Copy every row below word for word, keeping the lines in their original order.

Rows from a dataset:
· · · ·

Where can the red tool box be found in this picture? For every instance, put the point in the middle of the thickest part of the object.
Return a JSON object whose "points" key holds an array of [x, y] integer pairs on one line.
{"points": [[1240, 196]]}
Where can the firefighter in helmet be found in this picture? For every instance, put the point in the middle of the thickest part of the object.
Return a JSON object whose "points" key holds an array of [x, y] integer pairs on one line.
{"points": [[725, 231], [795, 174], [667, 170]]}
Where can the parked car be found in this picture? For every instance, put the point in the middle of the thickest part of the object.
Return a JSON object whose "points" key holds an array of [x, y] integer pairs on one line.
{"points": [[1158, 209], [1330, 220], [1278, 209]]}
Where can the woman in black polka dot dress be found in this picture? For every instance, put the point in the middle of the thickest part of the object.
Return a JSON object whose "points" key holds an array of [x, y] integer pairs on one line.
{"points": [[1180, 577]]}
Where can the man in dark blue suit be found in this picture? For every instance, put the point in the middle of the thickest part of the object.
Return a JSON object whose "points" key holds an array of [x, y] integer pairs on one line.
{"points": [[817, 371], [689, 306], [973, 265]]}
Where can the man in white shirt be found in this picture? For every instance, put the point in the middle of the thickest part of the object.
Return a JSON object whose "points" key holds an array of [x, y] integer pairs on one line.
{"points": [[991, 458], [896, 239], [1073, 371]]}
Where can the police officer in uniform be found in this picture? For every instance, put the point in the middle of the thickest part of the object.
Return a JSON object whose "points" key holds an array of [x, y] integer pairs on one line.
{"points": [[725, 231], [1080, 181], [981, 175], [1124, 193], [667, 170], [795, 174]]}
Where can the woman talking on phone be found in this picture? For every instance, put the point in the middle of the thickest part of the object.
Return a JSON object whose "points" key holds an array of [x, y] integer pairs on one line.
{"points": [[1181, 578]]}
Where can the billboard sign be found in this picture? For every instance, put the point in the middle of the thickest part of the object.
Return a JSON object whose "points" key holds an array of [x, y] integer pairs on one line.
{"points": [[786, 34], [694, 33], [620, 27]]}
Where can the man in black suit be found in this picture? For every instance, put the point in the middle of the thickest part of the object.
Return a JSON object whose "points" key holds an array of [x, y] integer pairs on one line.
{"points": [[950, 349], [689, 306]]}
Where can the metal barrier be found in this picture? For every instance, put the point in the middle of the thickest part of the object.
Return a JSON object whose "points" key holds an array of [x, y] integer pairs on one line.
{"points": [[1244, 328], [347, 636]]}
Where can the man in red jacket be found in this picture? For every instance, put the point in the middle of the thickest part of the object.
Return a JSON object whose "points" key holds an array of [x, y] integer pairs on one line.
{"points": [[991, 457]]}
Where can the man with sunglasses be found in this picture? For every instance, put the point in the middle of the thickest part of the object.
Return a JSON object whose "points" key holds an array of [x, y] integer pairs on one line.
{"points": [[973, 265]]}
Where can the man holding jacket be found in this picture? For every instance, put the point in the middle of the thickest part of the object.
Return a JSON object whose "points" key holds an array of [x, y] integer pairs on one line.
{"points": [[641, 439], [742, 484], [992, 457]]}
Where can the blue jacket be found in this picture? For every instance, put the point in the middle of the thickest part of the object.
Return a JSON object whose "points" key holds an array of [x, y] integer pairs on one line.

· · · ·

▶ Answer
Where can the red tool box be found in this picture? For every instance, put the point in the middle of the thickest part of the object.
Return a JSON object whose "points" key holds an array of [x, y] integer pairs on one line.
{"points": [[1240, 196]]}
Where can the firefighter in helmet be found in this picture? For every instance, put the point in the middle of the thickest part of the object.
Return a JSON object whose "points" key holds an array of [x, y] integer pairs on one line.
{"points": [[725, 231], [795, 174], [667, 170]]}
Where can the parked car be found in this picture? For every instance, put the point in the middle of the thickest part of the object.
Return a JSON object whose "points" key holds an array of [x, y] integer pairs on one line.
{"points": [[1158, 209], [1330, 220], [1278, 209]]}
Where can the woman in black polka dot dress be found in this picture? For every instance, put the point in the middle of the thickest part of the object.
Return a JSON object whose "points" key holds an array of [x, y] integer pairs on one line.
{"points": [[1180, 577]]}
Where can the man in dark blue suit be found in this picture? For every instance, put the point in the middle of the thickest part of the object.
Return a JSON object whose "points" key holds an array of [x, y] integer pairs on one line.
{"points": [[817, 371], [689, 306], [973, 265]]}
Where can the man in white shirt be found in this picture? For every instance, put the point in the middle of the thickest part of the object.
Return a JSON object whose "points" key holds an array of [x, y] integer pairs on one line.
{"points": [[991, 458], [896, 239], [1073, 371]]}
Where can the police officer in uniform be found in this picture? For every instance, put the point in the middle of the thickest part of the object.
Return a JSON object whose "points" key holds an array of [x, y] integer pairs on one line.
{"points": [[725, 231], [1080, 181], [981, 175], [1124, 193], [667, 170], [795, 174]]}
Where can the woman talking on phone be found in this picture? For every instance, put the point in the middle of the thickest part of the object.
Return a JSON object whose "points" key holds an array of [x, y] integer pairs on one line.
{"points": [[1181, 578]]}
Where can the billboard sign be found in this picture? For every instance, put the point in the middle of the thickest part of the object.
Return a JSON object whose "points" key holds an array of [x, y] integer pairs on one line.
{"points": [[786, 34], [694, 33], [620, 27]]}
Where can the man in black suit be found in this picture? For every instance, put the point in the middle of the thickest part of the object.
Return a JSON object whose "points" key holds an array of [x, y] integer pairs on one line.
{"points": [[950, 349], [689, 306]]}
Where can the metal barrier be found in this picture? For every instance, put the point in the middle of the thickest part of the object.
Return a JSON object whose "points" key holds an array of [x, y] integer pairs on one line.
{"points": [[1244, 328], [347, 636]]}
Where can the man in red jacket be found in this picture? For every instance, put the point in the middle of the thickest part of the object.
Return a JSON object whose "points" key holds an array of [x, y] integer pairs on one line.
{"points": [[991, 457]]}
Where can the man with sunglasses be found in this picture? For every instance, put the point in the middle of the thickest part of the object.
Return a JSON object whose "points" key holds an array of [x, y] integer pairs on one line.
{"points": [[973, 265]]}
Where can the man holding jacket be found in this picture? For every instance, put the point in the middle of the thickest part of the object.
Return a JSON object whose "points" key holds an array of [x, y] integer pairs on one line.
{"points": [[641, 439], [742, 484], [992, 457]]}
Where can the blue jacket be found in this picture? For every instance, put the point in the middle of the thickest part of the object.
Return a JSON object whose "points" key holds an array of [x, y] integer pairs on one line.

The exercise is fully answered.